# Vorgegebener Text
★ ★ ★

Seit März entwickle ich ein Berechnungsmodell, das versucht, den weiteren Verlauf der Corona-Pandemie für einige Wochen in die Zukunft abzuschätzen und das inzwischen in Version 11 vorliegt. Die Quelldateien des sich ständig verändernden Berechnungsmodells stelle ich als Google Sheet hier in diesem Blog zur Einsicht zur Verfügung.
Die ständige Veränderung entsteht zum Einen durch das Einpflegen von ständig neuen wissenschaftlichen Erkenntnissen und zum Anderen durch einen ständigen Lernvorgang durch den allwöchentlichen Abgleich der Prognosewerte mit den einlaufenden neuen Realwerten.
Im Rückblick auf die letzten 4 Monate habe ich die Inzidenzverläufe aus den öffentlichen Dateien der letzten 9 Modellversionen in eine Grafik gezeichnet, sodass man sie mit dem tatsächlichen Verlauf vergleichen kann.

★ ★ ★

# Angezeigte Einträge

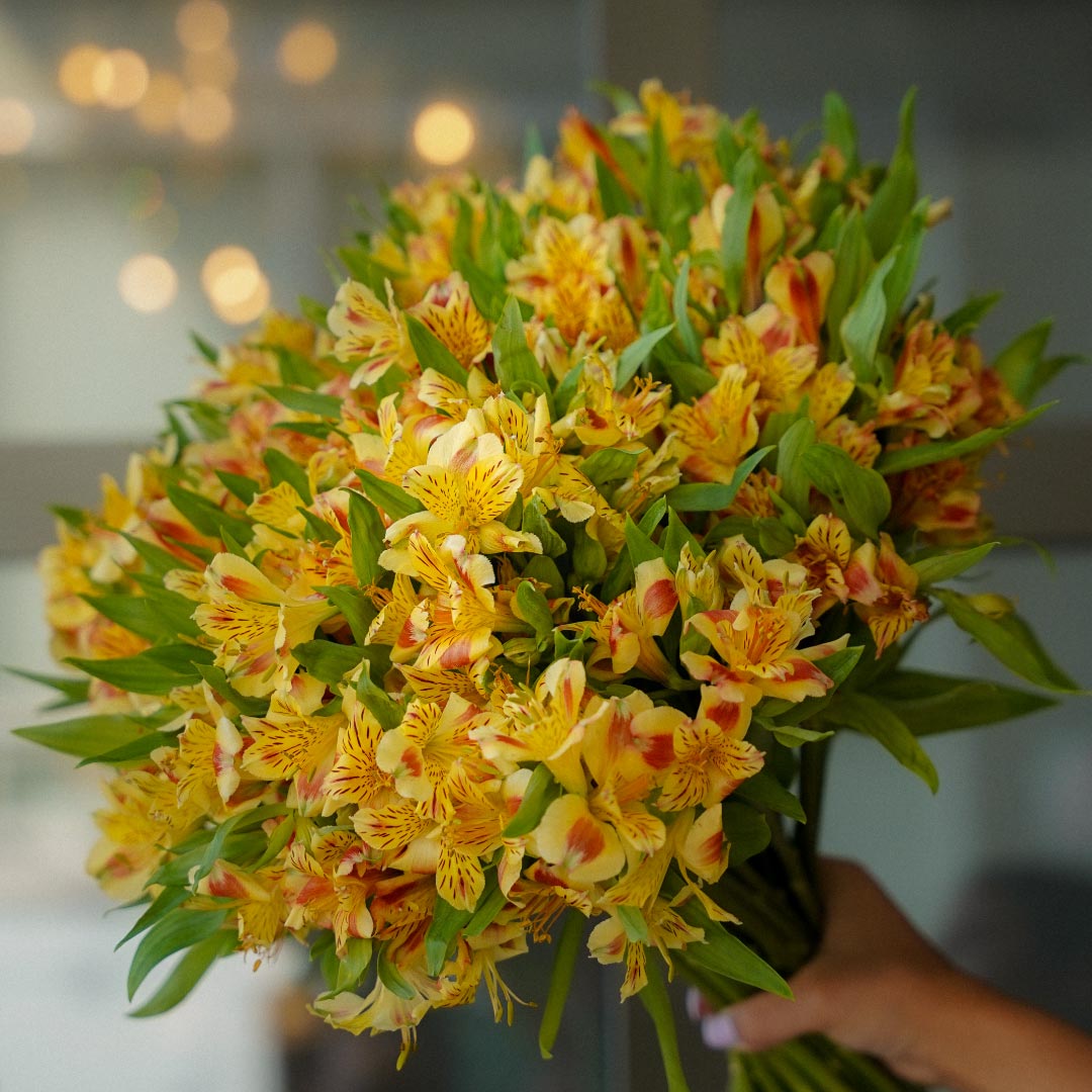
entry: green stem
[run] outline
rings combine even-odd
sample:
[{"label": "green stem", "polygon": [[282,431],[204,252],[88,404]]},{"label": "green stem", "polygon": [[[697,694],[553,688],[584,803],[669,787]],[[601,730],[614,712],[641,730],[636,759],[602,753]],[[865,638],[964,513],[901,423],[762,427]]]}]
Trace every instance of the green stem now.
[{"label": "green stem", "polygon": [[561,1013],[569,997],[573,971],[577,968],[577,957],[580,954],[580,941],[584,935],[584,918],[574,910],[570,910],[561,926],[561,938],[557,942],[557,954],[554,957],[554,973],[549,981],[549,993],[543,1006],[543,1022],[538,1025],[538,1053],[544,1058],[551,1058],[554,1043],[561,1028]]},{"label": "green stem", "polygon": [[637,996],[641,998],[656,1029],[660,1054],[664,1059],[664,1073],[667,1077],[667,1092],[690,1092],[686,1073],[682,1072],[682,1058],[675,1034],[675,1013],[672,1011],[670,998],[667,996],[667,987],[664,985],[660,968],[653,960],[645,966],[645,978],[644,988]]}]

★ ★ ★

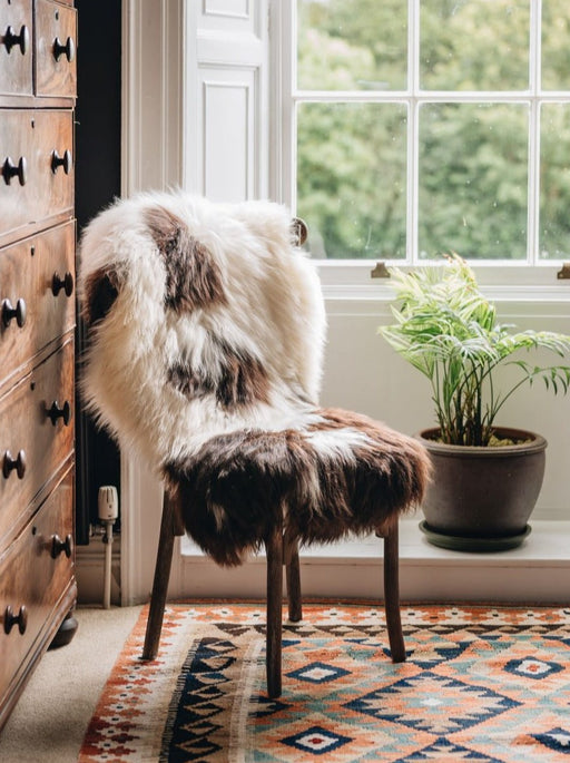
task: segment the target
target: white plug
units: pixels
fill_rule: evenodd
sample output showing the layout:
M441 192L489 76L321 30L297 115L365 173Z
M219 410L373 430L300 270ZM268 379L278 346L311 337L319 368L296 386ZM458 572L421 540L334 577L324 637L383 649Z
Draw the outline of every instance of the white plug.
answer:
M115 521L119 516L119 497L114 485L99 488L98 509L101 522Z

★ ★ ★

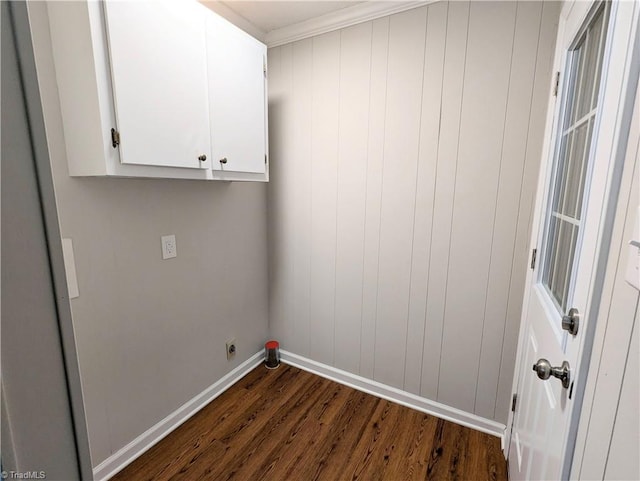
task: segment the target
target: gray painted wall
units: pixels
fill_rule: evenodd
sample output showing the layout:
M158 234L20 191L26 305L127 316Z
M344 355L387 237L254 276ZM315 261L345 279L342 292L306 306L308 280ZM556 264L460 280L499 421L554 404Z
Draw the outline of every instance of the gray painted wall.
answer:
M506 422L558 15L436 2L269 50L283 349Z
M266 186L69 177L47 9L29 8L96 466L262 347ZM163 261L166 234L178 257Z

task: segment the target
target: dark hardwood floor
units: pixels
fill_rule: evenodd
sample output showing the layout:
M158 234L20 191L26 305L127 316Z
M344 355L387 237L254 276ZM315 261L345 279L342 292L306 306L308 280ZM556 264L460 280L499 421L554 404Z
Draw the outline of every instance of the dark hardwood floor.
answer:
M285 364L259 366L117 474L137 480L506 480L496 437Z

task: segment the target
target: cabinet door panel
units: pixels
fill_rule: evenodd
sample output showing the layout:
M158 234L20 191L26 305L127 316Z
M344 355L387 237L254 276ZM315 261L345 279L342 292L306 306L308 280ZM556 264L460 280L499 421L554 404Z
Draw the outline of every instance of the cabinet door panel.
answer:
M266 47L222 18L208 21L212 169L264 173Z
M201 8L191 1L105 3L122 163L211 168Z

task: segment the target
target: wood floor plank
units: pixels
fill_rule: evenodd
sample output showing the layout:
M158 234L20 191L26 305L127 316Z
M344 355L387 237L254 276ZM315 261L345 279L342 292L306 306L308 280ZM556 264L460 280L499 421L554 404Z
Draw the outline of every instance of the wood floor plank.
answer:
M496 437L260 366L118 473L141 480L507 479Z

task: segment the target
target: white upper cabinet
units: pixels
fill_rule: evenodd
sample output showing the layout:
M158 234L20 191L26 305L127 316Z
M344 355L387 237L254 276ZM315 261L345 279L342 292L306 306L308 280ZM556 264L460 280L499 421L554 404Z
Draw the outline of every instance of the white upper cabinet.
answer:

★ ★ ★

# Deine Aufgabe
Schreib bitte den Abschnitt des vorgegebenen Textes neu, der bei den Worten "Die ständige Veränderung" beginnt und nach "Verlauf vergleichen kann." endet, und setze dabei "Abbildung" an die Stelle von "Grafik". Die Einträge spielen hierfür keine Rolle.

# Antwort
Die ständige Veränderung entsteht zum Einen durch das Einpflegen von ständig neuen wissenschaftlichen Erkenntnissen und zum Anderen durch einen ständigen Lernvorgang durch den allwöchentlichen Abgleich der Prognosewerte mit den einlaufenden neuen Realwerten.
Im Rückblick auf die letzten 4 Monate habe ich die Inzidenzverläufe aus den öffentlichen Dateien der letzten 9 Modellversionen in eine Abbildung gezeichnet, sodass man sie mit dem tatsächlichen Verlauf vergleichen kann.